■ **Data for analysis**:

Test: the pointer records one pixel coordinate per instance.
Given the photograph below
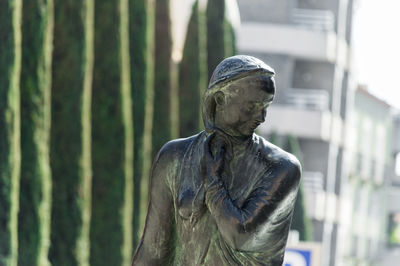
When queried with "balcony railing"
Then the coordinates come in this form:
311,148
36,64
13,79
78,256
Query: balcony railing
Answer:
307,98
314,19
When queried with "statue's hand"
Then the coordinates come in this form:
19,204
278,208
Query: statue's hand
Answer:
213,165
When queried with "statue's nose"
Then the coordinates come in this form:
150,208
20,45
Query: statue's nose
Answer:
261,116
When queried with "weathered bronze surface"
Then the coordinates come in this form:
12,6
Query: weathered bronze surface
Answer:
224,196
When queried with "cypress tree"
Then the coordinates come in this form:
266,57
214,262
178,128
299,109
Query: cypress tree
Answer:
35,195
220,35
10,65
300,221
142,76
162,124
112,136
71,132
193,73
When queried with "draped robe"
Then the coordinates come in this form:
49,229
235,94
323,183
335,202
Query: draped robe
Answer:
242,219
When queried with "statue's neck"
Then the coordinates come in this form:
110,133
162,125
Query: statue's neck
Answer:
233,141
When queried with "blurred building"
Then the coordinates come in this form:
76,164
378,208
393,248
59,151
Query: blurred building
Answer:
308,43
367,175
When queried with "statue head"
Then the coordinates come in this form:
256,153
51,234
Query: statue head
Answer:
240,90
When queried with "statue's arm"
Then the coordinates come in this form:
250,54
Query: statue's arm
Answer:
239,225
155,246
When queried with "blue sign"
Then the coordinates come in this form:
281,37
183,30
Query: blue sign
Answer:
297,257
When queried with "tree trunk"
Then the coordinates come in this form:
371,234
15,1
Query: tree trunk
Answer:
142,74
220,35
10,65
193,73
35,196
71,132
162,124
112,207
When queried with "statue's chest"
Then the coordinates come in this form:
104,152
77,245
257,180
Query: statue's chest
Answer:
238,180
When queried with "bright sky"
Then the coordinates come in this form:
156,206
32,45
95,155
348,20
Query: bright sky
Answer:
377,47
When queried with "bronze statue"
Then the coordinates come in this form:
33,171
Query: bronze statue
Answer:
224,196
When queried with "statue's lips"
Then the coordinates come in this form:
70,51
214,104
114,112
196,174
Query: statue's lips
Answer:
255,125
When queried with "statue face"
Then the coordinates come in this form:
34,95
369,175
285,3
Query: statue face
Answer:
244,106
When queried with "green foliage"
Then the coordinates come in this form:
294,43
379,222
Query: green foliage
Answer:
142,57
112,138
162,125
220,35
300,220
70,132
10,65
193,74
35,195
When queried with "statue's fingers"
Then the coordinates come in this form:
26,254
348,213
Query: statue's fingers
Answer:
221,151
207,144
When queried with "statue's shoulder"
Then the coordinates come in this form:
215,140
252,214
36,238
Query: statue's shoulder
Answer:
281,159
175,149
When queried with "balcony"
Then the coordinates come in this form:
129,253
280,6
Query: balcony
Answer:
308,34
304,113
313,99
321,20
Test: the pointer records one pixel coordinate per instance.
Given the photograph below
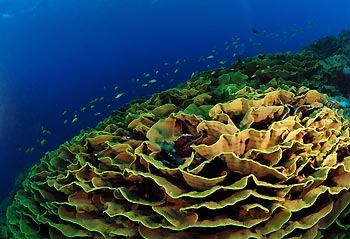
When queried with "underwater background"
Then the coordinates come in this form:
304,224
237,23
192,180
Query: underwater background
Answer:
65,65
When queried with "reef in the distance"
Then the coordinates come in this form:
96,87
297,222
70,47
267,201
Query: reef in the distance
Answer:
257,150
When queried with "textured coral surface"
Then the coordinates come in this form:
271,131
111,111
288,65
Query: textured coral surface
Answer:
239,152
264,164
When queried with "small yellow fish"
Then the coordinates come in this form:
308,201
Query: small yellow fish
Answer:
119,95
93,101
75,119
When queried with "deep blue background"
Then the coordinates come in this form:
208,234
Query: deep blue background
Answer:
60,54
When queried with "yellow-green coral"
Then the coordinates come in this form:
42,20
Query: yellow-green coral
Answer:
264,164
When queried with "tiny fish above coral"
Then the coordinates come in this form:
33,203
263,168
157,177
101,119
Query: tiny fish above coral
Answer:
265,164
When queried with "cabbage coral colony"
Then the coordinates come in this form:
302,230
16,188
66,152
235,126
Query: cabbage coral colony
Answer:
257,150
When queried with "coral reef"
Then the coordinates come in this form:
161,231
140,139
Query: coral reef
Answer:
256,150
267,164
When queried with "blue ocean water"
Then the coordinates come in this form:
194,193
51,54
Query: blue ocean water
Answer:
64,65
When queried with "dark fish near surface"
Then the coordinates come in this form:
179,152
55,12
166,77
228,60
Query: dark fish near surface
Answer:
255,31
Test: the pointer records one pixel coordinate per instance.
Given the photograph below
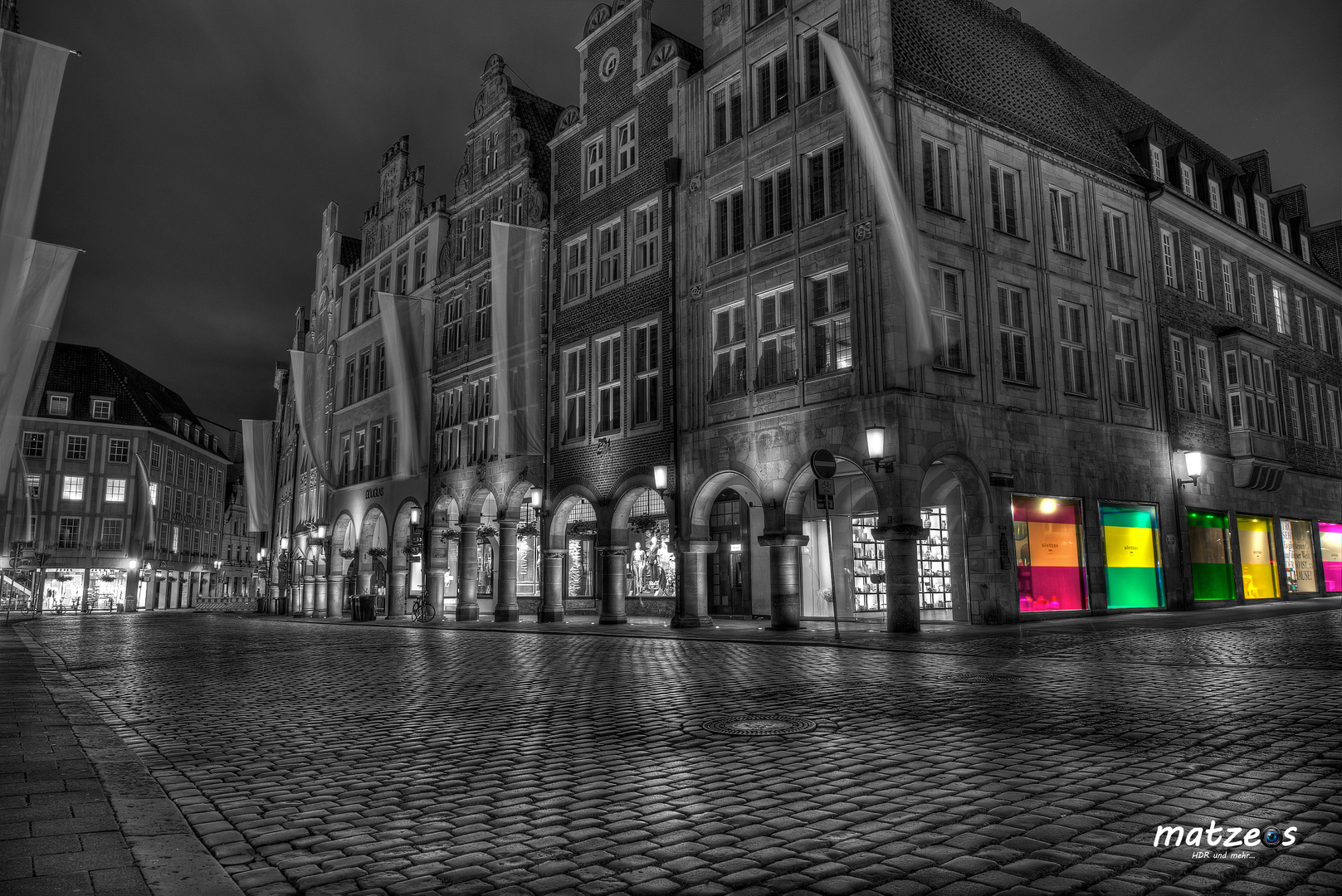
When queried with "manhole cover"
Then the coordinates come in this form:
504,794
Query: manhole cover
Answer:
759,724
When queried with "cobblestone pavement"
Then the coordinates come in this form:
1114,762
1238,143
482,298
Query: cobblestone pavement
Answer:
393,759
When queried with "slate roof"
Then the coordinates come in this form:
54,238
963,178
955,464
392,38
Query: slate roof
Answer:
137,400
978,56
691,54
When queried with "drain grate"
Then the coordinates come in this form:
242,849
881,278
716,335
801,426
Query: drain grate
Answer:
759,724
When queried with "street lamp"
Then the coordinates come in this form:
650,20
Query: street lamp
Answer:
1193,461
876,450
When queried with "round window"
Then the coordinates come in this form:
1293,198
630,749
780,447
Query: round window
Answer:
609,63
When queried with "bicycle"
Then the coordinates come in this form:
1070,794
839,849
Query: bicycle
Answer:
422,611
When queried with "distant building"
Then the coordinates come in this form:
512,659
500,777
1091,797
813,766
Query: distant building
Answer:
89,421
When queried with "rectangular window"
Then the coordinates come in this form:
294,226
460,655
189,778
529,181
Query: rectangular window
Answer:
609,254
609,377
69,533
1117,251
1004,188
831,328
827,189
593,156
1074,349
1063,212
376,459
1200,274
115,491
647,236
576,269
483,311
1169,262
939,174
627,144
725,109
71,489
1205,395
1013,334
729,230
452,324
574,393
76,447
948,319
1255,299
112,532
647,374
776,357
773,206
1279,310
772,87
729,350
817,78
1232,302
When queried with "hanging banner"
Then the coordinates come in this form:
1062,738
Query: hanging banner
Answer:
258,472
515,273
900,224
145,517
28,321
311,380
408,357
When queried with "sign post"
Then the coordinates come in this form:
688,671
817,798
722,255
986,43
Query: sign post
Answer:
824,465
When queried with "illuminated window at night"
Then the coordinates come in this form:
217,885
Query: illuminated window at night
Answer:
1050,570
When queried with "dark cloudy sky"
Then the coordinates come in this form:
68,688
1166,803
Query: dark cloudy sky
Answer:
198,141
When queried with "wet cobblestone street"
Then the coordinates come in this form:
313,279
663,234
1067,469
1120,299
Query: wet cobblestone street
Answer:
339,758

■ **Problem description**: Each line from the first line of the records through the line containing "Query: tree trunk" must be reproduced exactly, with both ends included and all pictures omitted; nothing else belongs in the answer.

■ **Written answer**:
Test: the pointer records one pixel coordinate per instance.
Given the photograph below
When queried with "balcony railing"
Then the coordinates come in this form:
311,148
36,64
13,79
78,256
Query: balcony railing
Answer:
307,98
314,19
When queried with "statue's hand"
Then the coordinates come in this form:
19,204
278,208
Query: statue's hand
Answer:
213,165
When queried with "statue's nose"
Then the coordinates come in this form:
150,208
20,45
Query: statue's nose
Answer:
261,116
When queried with "weathered bronze surface"
Then the coordinates come in this form:
12,6
Query: weathered bronze surface
Answer:
224,196
When queried with "cypress tree"
Then the coordinates come in this form:
266,57
214,262
178,128
299,109
Query: cypress tree
Answer:
35,195
220,35
10,65
300,221
142,76
162,124
112,136
71,132
193,73
When queried with "draped robe"
Then the coordinates come in this form:
49,229
235,94
323,183
335,202
Query: draped robe
Answer:
242,219
When queried with "statue's neck"
Then the coordinates come in this form:
110,133
162,125
Query: statue's neck
Answer:
233,141
When queried with "blurred building"
Then the coordinates come in this form:
76,164
378,208
393,248
59,151
Query: blurred building
Answer:
308,43
367,175
When queried with "statue head"
Then the coordinates come in this form:
256,153
51,234
Query: statue head
Answer:
240,90
When queried with "statue's arm"
Then the coordinates come in this form:
250,54
Query: statue's arm
Answer:
239,225
155,246
When queried with "blue sign"
Then the coordinates come in this form:
281,37
183,30
Query: blue sign
Answer:
297,257
When queried with "tree trunk"
Then the coordinates come in this form:
371,234
15,1
Query: tree trunk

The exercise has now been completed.